──────── Exercise materials

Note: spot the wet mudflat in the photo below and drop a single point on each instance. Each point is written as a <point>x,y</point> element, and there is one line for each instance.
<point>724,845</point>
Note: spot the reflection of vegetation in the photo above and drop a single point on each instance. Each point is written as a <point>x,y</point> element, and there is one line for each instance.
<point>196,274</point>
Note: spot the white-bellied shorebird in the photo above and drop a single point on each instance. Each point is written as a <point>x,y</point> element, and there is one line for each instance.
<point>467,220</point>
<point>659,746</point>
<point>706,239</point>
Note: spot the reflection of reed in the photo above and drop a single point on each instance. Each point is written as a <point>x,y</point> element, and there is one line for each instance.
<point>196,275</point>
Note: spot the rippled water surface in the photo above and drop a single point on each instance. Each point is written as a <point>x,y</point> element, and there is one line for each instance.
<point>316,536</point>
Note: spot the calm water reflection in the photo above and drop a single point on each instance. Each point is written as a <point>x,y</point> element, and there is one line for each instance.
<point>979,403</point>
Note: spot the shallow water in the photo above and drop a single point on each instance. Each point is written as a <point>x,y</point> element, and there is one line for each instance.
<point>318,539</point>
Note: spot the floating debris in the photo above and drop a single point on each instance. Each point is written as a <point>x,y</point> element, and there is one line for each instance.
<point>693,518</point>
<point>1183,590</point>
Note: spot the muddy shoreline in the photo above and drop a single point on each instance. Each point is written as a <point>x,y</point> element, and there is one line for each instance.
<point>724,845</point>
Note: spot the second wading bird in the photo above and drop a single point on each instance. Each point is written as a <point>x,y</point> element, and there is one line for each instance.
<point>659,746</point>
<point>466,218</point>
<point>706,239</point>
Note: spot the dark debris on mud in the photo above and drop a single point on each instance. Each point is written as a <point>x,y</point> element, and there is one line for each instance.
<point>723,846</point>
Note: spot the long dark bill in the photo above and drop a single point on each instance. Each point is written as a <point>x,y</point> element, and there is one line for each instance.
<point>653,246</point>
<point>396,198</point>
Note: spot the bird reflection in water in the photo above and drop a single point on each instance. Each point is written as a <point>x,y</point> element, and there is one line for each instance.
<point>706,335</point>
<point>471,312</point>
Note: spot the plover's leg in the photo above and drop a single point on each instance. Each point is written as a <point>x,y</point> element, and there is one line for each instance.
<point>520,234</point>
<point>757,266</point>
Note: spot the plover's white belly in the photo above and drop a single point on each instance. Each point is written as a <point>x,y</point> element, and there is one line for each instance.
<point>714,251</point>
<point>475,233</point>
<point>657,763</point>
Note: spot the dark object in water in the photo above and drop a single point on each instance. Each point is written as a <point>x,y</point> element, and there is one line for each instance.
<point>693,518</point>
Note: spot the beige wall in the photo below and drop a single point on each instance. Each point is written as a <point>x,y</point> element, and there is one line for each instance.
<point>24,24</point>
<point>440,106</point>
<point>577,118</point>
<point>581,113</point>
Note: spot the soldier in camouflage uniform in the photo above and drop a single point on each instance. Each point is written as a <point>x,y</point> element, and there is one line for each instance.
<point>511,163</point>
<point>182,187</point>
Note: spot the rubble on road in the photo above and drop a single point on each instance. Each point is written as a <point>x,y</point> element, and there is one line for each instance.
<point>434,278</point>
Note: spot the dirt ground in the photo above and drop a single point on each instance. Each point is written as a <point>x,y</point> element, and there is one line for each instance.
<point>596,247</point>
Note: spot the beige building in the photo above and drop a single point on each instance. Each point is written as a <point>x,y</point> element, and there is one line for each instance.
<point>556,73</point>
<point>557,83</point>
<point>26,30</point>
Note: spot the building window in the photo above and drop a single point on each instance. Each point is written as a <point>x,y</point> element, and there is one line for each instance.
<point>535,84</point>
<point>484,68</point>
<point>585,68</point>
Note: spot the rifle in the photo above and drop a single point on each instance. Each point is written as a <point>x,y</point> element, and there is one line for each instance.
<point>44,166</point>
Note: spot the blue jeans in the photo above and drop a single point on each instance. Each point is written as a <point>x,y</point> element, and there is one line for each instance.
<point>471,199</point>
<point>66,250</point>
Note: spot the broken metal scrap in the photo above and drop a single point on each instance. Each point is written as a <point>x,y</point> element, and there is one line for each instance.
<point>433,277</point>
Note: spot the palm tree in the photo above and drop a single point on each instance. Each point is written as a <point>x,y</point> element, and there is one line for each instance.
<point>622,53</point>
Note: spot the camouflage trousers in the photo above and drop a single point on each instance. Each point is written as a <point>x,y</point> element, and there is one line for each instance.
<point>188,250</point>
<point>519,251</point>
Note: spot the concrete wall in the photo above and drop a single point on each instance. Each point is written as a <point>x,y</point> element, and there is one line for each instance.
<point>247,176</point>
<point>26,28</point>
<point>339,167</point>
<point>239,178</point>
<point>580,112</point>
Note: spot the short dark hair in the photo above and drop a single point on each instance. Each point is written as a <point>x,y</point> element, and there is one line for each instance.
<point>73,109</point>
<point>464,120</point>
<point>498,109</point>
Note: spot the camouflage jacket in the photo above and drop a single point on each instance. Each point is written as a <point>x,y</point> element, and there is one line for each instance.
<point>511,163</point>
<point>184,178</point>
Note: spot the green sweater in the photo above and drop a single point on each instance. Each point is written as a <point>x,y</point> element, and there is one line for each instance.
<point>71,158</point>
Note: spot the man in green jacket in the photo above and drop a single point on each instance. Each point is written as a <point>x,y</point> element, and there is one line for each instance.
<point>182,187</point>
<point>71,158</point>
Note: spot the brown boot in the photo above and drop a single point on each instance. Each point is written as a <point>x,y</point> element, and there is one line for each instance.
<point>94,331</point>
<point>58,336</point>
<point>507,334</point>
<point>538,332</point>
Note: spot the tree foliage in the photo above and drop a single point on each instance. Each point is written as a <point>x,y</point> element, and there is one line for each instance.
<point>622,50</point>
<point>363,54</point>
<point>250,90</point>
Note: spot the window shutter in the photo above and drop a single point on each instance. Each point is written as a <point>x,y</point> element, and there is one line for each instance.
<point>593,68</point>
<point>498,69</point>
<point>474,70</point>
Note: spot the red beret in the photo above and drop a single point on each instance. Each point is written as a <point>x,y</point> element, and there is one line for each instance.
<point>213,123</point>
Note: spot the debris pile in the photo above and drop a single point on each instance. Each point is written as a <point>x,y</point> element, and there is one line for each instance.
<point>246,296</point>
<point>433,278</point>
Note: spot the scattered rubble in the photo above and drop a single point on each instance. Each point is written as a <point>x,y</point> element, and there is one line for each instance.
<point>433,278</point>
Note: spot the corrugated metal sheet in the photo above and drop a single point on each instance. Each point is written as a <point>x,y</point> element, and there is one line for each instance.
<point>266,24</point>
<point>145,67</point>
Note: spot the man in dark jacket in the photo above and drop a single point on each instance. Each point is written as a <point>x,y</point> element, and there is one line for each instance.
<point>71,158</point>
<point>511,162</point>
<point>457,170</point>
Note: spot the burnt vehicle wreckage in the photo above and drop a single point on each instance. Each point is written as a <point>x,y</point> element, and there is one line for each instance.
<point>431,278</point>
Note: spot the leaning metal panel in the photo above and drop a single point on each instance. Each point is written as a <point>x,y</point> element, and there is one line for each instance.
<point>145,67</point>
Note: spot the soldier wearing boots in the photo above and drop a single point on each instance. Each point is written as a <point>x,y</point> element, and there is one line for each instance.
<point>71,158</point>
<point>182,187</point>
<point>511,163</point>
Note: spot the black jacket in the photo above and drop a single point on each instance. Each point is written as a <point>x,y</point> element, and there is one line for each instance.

────────────────

Written task: Your task is to extract all of the records exactly.

Full response:
Note: spot the wet mudflat in the photo below and drop a single point on each instance. Each point is written as a <point>x,y</point> element, and there is one line for each instance.
<point>724,845</point>
Note: spot the reflection of vegetation in the photo above and drop a single point on each instance. Each point is written as a <point>x,y</point> element, and there is one line for each instance.
<point>196,274</point>
Note: spot the white-bellied shorebird in the photo above and drop a single point on each instance. Each point is written as a <point>x,y</point> element, and there is one line for each instance.
<point>467,220</point>
<point>659,746</point>
<point>706,239</point>
Note: spot the reflection of reed in the photo above and drop a single point on each instance. Each point is written as a <point>x,y</point> element, and there is one line for each instance.
<point>196,275</point>
Note: spot the rippled water surface in the photo above and drop a single point on each instance. Each point is written as a <point>x,y</point> element, and there is one line for each instance.
<point>316,536</point>
Note: spot the calm water reflection in the photo above and drop a single point on each instance. Each point is written as a <point>x,y</point> element, and there is one line for each instance.
<point>979,403</point>
Note: spot the shallow water in the photo above and drop a single point on each instance. Each point is written as a <point>x,y</point> element, and there is one line for each instance.
<point>318,539</point>
Note: spot the floating debris in the photo above and drop a single point on each instance. Each point is written as a <point>x,y</point> element, and there is one line for each instance.
<point>693,518</point>
<point>1183,590</point>
Note: spot the muddy shoreline in the photo above and drop a single point on each instance. Each point is written as a <point>x,y</point> element, and there is one line for each instance.
<point>724,845</point>
Note: spot the second wading bird in the photo above and drop a single point on each instance. Each point is written as a <point>x,y</point> element, and there is one line for each instance.
<point>659,746</point>
<point>466,218</point>
<point>706,239</point>
Note: spot the dark debris on mud in the photo above and drop a single point on each instance. Each point is written as a <point>x,y</point> element, and there is one line for each instance.
<point>723,846</point>
Note: spot the long dark bill in the photo above and drop a single point on each instance. Each point is written as a <point>x,y</point> element, and there is one line for each instance.
<point>653,246</point>
<point>396,198</point>
Note: spot the bird reflection in water in the photo above and drop a single point on each instance. Each point is written as a <point>x,y</point> element, and there is one line for each instance.
<point>706,335</point>
<point>471,312</point>
Note: spot the plover's leg in the photo above and drop a single point on each instance. Each point is written as a <point>x,y</point> element, and there is one line for each instance.
<point>520,234</point>
<point>757,266</point>
Note: spot the plover's white belly in the photo above and drop a single point on each instance. Each point is written as a <point>x,y</point> element, and there is one line for each instance.
<point>714,251</point>
<point>475,233</point>
<point>657,763</point>
Note: spot the dark object in water in the photo above and drop a single point on each instance. Each point is written as a <point>x,y</point> element, and there is one line for each instance.
<point>693,518</point>
Note: spot the beige wall in the photo below and drop a single point on each instance. Each point is written as a <point>x,y</point> element, and there is one line for each instance.
<point>24,24</point>
<point>440,106</point>
<point>577,118</point>
<point>581,113</point>
Note: spot the soldier in camouflage uniform in the photo above and drop a single point on each instance. Each point is written as a <point>x,y</point> element, and there is one line for each instance.
<point>511,163</point>
<point>182,187</point>
Note: spot the rubble on road in the photo above and drop a single point on each instance. Each point is written as a <point>x,y</point> element, and there is one line for each instance.
<point>434,278</point>
Note: spot the dirt ground in the photo above and drop a single point on each instance. Each point is written as a <point>x,y</point> element, and there is one line for each instance.
<point>596,247</point>
Note: spot the beige building in the photo above and drop a single point on each instance. Each point is written as a <point>x,y</point> element, and there is one line for each instance.
<point>556,73</point>
<point>557,83</point>
<point>26,30</point>
Note: spot the building window in the photo above and drop a single point on each instance. Each point is written as a <point>x,y</point> element, and there is one line for each instance.
<point>535,84</point>
<point>484,68</point>
<point>585,68</point>
Note: spot the rifle in the photo above and drop a single point on each instance. Each point is written as a <point>x,y</point> element, and there is one line for each instance.
<point>44,166</point>
Note: spot the blue jeans in the photo above and drop a single point on each instance. Each point is written as a <point>x,y</point> element, and there is one line for each instance.
<point>471,199</point>
<point>66,250</point>
Note: spot the broken metal scrap in the photo above and drop a single point on each instance. Each point is written as a <point>x,y</point> element, and there is one line for each instance.
<point>433,277</point>
Note: spot the palm tree in the photo above and drop a single point on each instance. Each point is written as a <point>x,y</point> element, and there is one line for each instance.
<point>622,53</point>
Note: spot the camouflage trousers in the photo above and drop a single point on each instance. Each point is written as a <point>x,y</point> element, and there is one line for each instance.
<point>188,250</point>
<point>519,251</point>
Note: spot the concrete wall in the photo above and drop a single point on each instance. Each point is written as a <point>x,y</point> element, and there is one line for each instance.
<point>247,176</point>
<point>26,28</point>
<point>339,167</point>
<point>239,178</point>
<point>580,112</point>
Note: spot the short dark hair in the photo above and drop a single point on each instance. Each point is written as a <point>x,y</point> element, and there is one line for each instance.
<point>73,109</point>
<point>464,120</point>
<point>498,109</point>
Note: spot the camouflage jacket in the photo above and drop a single point on each instance. Each point is written as a <point>x,y</point> element, and there is one line for each instance.
<point>511,163</point>
<point>184,178</point>
Note: spot the green sweater in the photo above and drop a single point on each instance. Each point is written as a <point>x,y</point> element, and there is one line for each instance.
<point>71,158</point>
Note: spot the man in green jacket in the photo above and drop a single point on each instance. Each point is written as a <point>x,y</point> element, and there is one line for each instance.
<point>182,187</point>
<point>71,158</point>
Note: spot the brown boot in the photo above and drop a single point on each instance. Each point is written as a <point>x,y</point> element, and there is one line for each instance.
<point>94,331</point>
<point>58,336</point>
<point>507,334</point>
<point>538,332</point>
Note: spot the tree foliage in the photo above and drop a single point on each instance. Each point is written as a <point>x,y</point> element, and there is one line for each instance.
<point>622,50</point>
<point>363,54</point>
<point>250,90</point>
Note: spot the window shutter in the photo above and drop a single point on each instance. Each point is written as a <point>x,y</point> element, and there is one line for each instance.
<point>593,68</point>
<point>498,69</point>
<point>474,70</point>
Note: spot the red beret in the photo above and drop a single point on each instance. Each point is written as a <point>x,y</point> element, and there is one line for each instance.
<point>213,123</point>
Note: spot the debris pile in the photo above and drop a single point on each instance. Each point is written as a <point>x,y</point> element, and there is one line for each instance.
<point>246,296</point>
<point>433,278</point>
Note: spot the scattered rubble in the photo above and drop a single point on each instance. Each point is written as a <point>x,y</point> element, and there is one line for each instance.
<point>433,278</point>
Note: spot the corrugated metal sheet in the photo above and drop a single point on each instance. Each point is written as a <point>x,y</point> element, and there is one line for each instance.
<point>266,24</point>
<point>145,67</point>
Note: spot the man in dark jacket in the photo above and drop a single point on each instance. Each point is written as a <point>x,y</point> element, and there is one line for each instance.
<point>71,158</point>
<point>511,162</point>
<point>457,170</point>
Note: spot the burnt vehicle wreckage in the photo above and drop a single point on each instance. Each point is written as a <point>x,y</point> element, and there is one line for each instance.
<point>431,278</point>
Note: spot the leaning metal panel in the photo above and drop a single point on each instance. Each point is written as a <point>x,y</point> element, and there is one line for each instance.
<point>145,67</point>
Note: spot the soldier wearing boots in the photo above and drop a single point on each instance. Each point is written as a <point>x,y</point> element, and there is one line for each instance.
<point>71,158</point>
<point>182,187</point>
<point>511,163</point>
Note: spot the black jacket in the photo above and drop a single point on each instance. Each point is written as a <point>x,y</point> element, and there is one line for each instance.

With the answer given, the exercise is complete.